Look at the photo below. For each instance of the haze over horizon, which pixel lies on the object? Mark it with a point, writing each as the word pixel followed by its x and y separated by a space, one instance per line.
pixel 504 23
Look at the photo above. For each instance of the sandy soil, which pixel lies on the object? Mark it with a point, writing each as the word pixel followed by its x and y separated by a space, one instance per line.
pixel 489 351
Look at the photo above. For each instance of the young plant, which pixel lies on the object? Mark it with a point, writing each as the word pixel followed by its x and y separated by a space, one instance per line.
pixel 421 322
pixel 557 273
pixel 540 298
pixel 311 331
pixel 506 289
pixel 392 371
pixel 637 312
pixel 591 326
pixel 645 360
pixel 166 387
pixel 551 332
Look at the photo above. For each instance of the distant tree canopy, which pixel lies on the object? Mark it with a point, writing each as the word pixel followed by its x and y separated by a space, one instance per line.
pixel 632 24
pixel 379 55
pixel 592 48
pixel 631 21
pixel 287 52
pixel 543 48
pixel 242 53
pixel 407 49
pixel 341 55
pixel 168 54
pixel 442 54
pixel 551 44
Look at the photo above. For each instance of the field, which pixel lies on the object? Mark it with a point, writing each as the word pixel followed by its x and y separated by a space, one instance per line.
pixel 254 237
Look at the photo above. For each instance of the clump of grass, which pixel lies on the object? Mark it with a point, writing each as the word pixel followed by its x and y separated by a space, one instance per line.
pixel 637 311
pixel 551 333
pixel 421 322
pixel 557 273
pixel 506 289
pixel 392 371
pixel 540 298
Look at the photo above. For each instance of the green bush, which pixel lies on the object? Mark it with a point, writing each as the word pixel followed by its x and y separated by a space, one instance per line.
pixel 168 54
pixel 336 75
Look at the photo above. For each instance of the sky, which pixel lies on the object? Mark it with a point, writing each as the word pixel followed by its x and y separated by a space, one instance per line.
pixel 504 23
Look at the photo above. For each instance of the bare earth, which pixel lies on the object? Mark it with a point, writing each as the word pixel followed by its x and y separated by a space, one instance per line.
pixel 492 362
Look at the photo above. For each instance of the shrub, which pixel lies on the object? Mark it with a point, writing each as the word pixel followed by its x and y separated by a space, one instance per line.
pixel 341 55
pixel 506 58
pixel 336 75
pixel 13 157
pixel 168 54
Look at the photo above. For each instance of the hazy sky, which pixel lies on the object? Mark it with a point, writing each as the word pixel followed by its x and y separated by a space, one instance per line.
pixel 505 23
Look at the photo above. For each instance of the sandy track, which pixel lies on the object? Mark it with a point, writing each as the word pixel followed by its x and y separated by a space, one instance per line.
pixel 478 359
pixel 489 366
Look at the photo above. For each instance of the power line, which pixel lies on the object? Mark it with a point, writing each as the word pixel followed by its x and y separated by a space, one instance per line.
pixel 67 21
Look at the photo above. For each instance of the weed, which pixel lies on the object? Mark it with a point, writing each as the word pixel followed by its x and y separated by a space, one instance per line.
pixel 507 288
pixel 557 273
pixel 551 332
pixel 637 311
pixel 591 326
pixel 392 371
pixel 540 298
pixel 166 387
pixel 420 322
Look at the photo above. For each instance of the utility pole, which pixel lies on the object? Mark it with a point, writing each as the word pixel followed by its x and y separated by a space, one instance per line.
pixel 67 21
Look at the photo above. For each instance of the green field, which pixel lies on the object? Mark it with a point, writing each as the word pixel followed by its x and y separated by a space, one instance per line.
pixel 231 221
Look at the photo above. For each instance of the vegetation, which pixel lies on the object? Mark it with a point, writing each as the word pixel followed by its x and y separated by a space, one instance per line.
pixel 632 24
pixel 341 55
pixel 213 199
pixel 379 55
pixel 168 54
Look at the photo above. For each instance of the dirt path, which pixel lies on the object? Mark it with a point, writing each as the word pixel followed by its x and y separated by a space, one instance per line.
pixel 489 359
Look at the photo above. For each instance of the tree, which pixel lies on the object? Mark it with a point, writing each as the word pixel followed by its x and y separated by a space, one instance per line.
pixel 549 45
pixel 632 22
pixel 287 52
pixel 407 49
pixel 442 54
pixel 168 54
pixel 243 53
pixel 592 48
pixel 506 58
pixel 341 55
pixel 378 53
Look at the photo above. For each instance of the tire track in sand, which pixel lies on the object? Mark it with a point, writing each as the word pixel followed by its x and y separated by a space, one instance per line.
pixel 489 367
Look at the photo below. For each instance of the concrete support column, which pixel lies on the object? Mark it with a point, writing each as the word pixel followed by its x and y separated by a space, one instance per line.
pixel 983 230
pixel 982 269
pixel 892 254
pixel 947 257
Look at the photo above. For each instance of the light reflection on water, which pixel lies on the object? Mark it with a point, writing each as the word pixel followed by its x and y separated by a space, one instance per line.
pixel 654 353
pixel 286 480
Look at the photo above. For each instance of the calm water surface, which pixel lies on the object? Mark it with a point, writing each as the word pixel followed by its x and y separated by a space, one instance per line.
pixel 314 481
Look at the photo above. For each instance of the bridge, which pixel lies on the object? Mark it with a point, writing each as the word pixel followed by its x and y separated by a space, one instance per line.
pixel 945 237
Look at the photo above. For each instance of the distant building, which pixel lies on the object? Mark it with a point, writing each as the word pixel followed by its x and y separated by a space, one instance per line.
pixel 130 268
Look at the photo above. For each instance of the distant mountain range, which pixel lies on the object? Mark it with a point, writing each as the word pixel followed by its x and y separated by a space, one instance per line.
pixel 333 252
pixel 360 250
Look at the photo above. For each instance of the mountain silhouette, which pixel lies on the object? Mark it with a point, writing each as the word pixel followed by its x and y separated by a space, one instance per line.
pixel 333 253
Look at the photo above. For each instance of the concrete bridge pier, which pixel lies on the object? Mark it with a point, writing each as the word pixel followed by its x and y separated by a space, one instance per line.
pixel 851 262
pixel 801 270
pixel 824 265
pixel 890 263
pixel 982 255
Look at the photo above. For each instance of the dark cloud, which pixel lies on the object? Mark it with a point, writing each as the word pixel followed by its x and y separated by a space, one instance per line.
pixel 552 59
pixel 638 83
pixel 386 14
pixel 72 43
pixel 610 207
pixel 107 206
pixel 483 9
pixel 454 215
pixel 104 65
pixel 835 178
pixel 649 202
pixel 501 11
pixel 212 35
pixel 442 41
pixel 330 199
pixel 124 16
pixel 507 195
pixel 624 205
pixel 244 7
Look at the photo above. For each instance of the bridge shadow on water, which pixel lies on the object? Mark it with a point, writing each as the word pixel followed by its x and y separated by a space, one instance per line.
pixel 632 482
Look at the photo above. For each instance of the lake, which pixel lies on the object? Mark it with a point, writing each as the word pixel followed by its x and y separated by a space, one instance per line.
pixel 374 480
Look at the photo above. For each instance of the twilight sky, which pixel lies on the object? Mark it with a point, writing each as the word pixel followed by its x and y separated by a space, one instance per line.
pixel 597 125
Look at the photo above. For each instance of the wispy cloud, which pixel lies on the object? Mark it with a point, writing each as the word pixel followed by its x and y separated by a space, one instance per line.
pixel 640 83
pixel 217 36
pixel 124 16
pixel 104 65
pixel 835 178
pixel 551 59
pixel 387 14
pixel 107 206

- - - - -

**수행할 과제**
위의 모든 기록을 한 줄씩 '번호'와 '내용' 두 열로 된 마크다운 표로 출력하되, 빈 줄은 빼세요.

**문제 풀이**
| 번호 | 내용 |
|---|---|
| 1 | Look at the photo below. For each instance of the haze over horizon, which pixel lies on the object? Mark it with a point, writing each as the word pixel followed by its x and y separated by a space, one instance per line. |
| 2 | pixel 504 23 |
| 3 | Look at the photo above. For each instance of the sandy soil, which pixel lies on the object? Mark it with a point, writing each as the word pixel followed by its x and y separated by a space, one instance per line. |
| 4 | pixel 489 351 |
| 5 | Look at the photo above. For each instance of the young plant, which pixel lies on the object? Mark it with a point, writing each as the word pixel followed by its x and y separated by a space, one instance per line. |
| 6 | pixel 421 322 |
| 7 | pixel 557 273 |
| 8 | pixel 540 298 |
| 9 | pixel 311 331 |
| 10 | pixel 506 289 |
| 11 | pixel 392 371 |
| 12 | pixel 637 312 |
| 13 | pixel 591 326 |
| 14 | pixel 645 360 |
| 15 | pixel 166 387 |
| 16 | pixel 551 332 |
| 17 | Look at the photo above. For each instance of the distant tree canopy, which pixel lies on the object? Mark it with a point, writing each as the word pixel followed by its x and y separated by a space, one instance per line. |
| 18 | pixel 632 24 |
| 19 | pixel 379 55 |
| 20 | pixel 592 48 |
| 21 | pixel 631 21 |
| 22 | pixel 287 52 |
| 23 | pixel 543 48 |
| 24 | pixel 242 53 |
| 25 | pixel 407 49 |
| 26 | pixel 341 55 |
| 27 | pixel 168 54 |
| 28 | pixel 442 54 |
| 29 | pixel 551 44 |
| 30 | Look at the photo above. For each instance of the field, which pixel lies on the object? Mark it with a point, writing each as the word pixel followed by its x and y separated by a space, one instance per line. |
| 31 | pixel 254 237 |
| 32 | Look at the photo above. For each instance of the clump of grass, which pixel lies on the object? Mark it with a point, writing each as the word pixel followed by its x and y separated by a space, one instance per line. |
| 33 | pixel 637 311 |
| 34 | pixel 551 333 |
| 35 | pixel 421 322 |
| 36 | pixel 557 273 |
| 37 | pixel 506 289 |
| 38 | pixel 392 371 |
| 39 | pixel 540 298 |
| 40 | Look at the photo above. For each instance of the green bush, which pixel lies on the object? Mark it with a point, writing each as the word pixel followed by its x and y separated by a space, one instance per line. |
| 41 | pixel 168 54 |
| 42 | pixel 336 75 |
| 43 | Look at the photo above. For each instance of the sky, which pixel lies on the object? Mark it with a point, writing each as the word pixel followed by its x and y separated by a space, one instance per line. |
| 44 | pixel 504 23 |
| 45 | Look at the photo above. For each instance of the bare earth, which pixel lies on the object? Mark it with a point, writing each as the word pixel followed by its x and y separated by a space, one instance per line. |
| 46 | pixel 492 362 |
| 47 | Look at the photo above. For each instance of the shrub, which pixel lies on the object? Mark it with a point, writing each as the word pixel followed by its x and y separated by a space, one instance per line. |
| 48 | pixel 341 55 |
| 49 | pixel 506 58 |
| 50 | pixel 336 75 |
| 51 | pixel 13 157 |
| 52 | pixel 168 54 |
| 53 | Look at the photo above. For each instance of the hazy sky, which pixel lies on the object? Mark it with a point, writing each as the word pixel followed by its x and y separated by a space, one instance per line. |
| 54 | pixel 505 23 |
| 55 | Look at the photo above. For each instance of the sandy track, which pixel lies on the object? Mark it with a point, writing each as the word pixel followed by its x and y separated by a space, one instance per line. |
| 56 | pixel 478 359 |
| 57 | pixel 489 366 |
| 58 | Look at the photo above. For each instance of the power line, which pixel lies on the object? Mark it with a point, writing each as the word pixel followed by its x and y separated by a space, one instance per line. |
| 59 | pixel 67 21 |
| 60 | Look at the photo above. For each instance of the weed, which pixel lies on the object? Mark it with a point, writing each as the word pixel followed by its x and y separated by a space, one instance per line. |
| 61 | pixel 507 288 |
| 62 | pixel 557 273 |
| 63 | pixel 551 332 |
| 64 | pixel 637 311 |
| 65 | pixel 591 326 |
| 66 | pixel 392 371 |
| 67 | pixel 540 298 |
| 68 | pixel 166 387 |
| 69 | pixel 420 322 |
| 70 | Look at the photo above. For each instance of the utility pole, which pixel lies on the object? Mark it with a point, writing each as the word pixel followed by its x and y separated by a space, one instance per line. |
| 71 | pixel 67 21 |
| 72 | Look at the photo above. For each instance of the green field, which pixel lies on the object? Mark it with a point, writing each as the word pixel followed by its x and y separated by a space, one instance per line. |
| 73 | pixel 231 221 |
| 74 | Look at the photo above. For each instance of the vegetation, which pixel lies on the object? Mark it with a point, writing each as the word pixel followed by its x and y separated by a space, one instance per line. |
| 75 | pixel 632 24 |
| 76 | pixel 341 55 |
| 77 | pixel 213 199 |
| 78 | pixel 379 55 |
| 79 | pixel 168 54 |
| 80 | Look at the photo above. For each instance of the dirt path, which pixel lies on the object? Mark it with a point, writing each as the word pixel followed by its x and y separated by a space, one instance per line. |
| 81 | pixel 489 359 |
| 82 | Look at the photo above. For each instance of the tree, which pixel lies on the object? Mark it with a point, writing each as the word pixel followed by its x and y separated by a space, one instance per line. |
| 83 | pixel 549 45 |
| 84 | pixel 632 22 |
| 85 | pixel 287 52 |
| 86 | pixel 407 49 |
| 87 | pixel 442 54 |
| 88 | pixel 168 54 |
| 89 | pixel 243 53 |
| 90 | pixel 592 48 |
| 91 | pixel 506 58 |
| 92 | pixel 341 55 |
| 93 | pixel 378 53 |
| 94 | Look at the photo above. For each instance of the tire track in sand, which pixel lies on the object? Mark it with a point, writing each as the word pixel followed by its x and y separated by a space, one instance per line. |
| 95 | pixel 489 367 |
| 96 | Look at the photo below. For each instance of the concrete support column, which pixel lies on the object? Mark it with a point, writing each as the word pixel followed by its x and y separated by a space, one instance per line. |
| 97 | pixel 983 230 |
| 98 | pixel 982 269 |
| 99 | pixel 892 254 |
| 100 | pixel 947 257 |
| 101 | Look at the photo above. For each instance of the light reflection on water, which pixel lies on the object? Mark it with a point, writing each as the word pixel followed by its x and y separated by a space, one instance per line. |
| 102 | pixel 654 353 |
| 103 | pixel 286 480 |
| 104 | Look at the photo above. For each instance of the calm water surface, which pixel lies on the object? Mark it with a point, writing each as the word pixel followed by its x and y separated by a space, one instance per line. |
| 105 | pixel 314 481 |
| 106 | Look at the photo above. For each instance of the bridge, which pixel lies on the object? Mark it with a point, writing each as the word pixel followed by its x and y separated by a space, one instance per line. |
| 107 | pixel 945 237 |
| 108 | Look at the photo above. For each instance of the distant building, which pixel lies on the object? Mark it with a point, writing each as the word pixel followed by its x and y separated by a space, one instance per line. |
| 109 | pixel 130 268 |
| 110 | Look at the photo above. For each instance of the distant mountain range, which pixel lies on the object? Mark it with a point, writing each as the word pixel followed by its x and y separated by a space, one instance per line. |
| 111 | pixel 333 252 |
| 112 | pixel 360 250 |
| 113 | Look at the photo above. For each instance of the mountain silhouette, which pixel lies on the object? Mark it with a point, writing each as the word pixel followed by its x and y separated by a space, one instance per line. |
| 114 | pixel 333 253 |
| 115 | Look at the photo above. For each instance of the concrete bridge pier, which pixel lies on the object? Mark it with a point, writing each as the word pixel followed by its x and y separated by a space, one instance per line. |
| 116 | pixel 851 262 |
| 117 | pixel 801 270 |
| 118 | pixel 824 265 |
| 119 | pixel 890 263 |
| 120 | pixel 982 255 |
| 121 | Look at the photo above. For each instance of the dark cloud, which pixel lies on the object? Mark it with a point, writing each as the word pixel followed by its x and y separated by a space, one instance per line. |
| 122 | pixel 552 59 |
| 123 | pixel 638 83 |
| 124 | pixel 386 14 |
| 125 | pixel 72 43 |
| 126 | pixel 610 207 |
| 127 | pixel 107 206 |
| 128 | pixel 483 9 |
| 129 | pixel 454 215 |
| 130 | pixel 104 65 |
| 131 | pixel 835 178 |
| 132 | pixel 649 202 |
| 133 | pixel 501 11 |
| 134 | pixel 212 35 |
| 135 | pixel 442 41 |
| 136 | pixel 330 199 |
| 137 | pixel 124 16 |
| 138 | pixel 507 195 |
| 139 | pixel 624 205 |
| 140 | pixel 244 7 |
| 141 | Look at the photo above. For each instance of the bridge shadow on water, which pixel lies on the object? Mark it with a point, writing each as the word pixel followed by its x and y separated by a space, one instance per line. |
| 142 | pixel 632 482 |
| 143 | Look at the photo above. For each instance of the lake, which pixel lies on the object? Mark it with a point, writing each as the word pixel followed by its x and y separated by a space, one instance per line. |
| 144 | pixel 374 480 |
| 145 | Look at the photo above. For each instance of the twilight sky, which pixel lies on the object? Mark it with a point, writing each as the word pixel followed by its x and y separated by a space, one instance per line. |
| 146 | pixel 597 125 |
| 147 | Look at the photo above. For each instance of the wispy cloud, which pixel lies on the object? Mark it with a point, writing each as the word pixel followed by its x and y separated by a space, one instance per line. |
| 148 | pixel 640 83 |
| 149 | pixel 217 36 |
| 150 | pixel 124 16 |
| 151 | pixel 104 65 |
| 152 | pixel 835 178 |
| 153 | pixel 551 59 |
| 154 | pixel 387 14 |
| 155 | pixel 107 206 |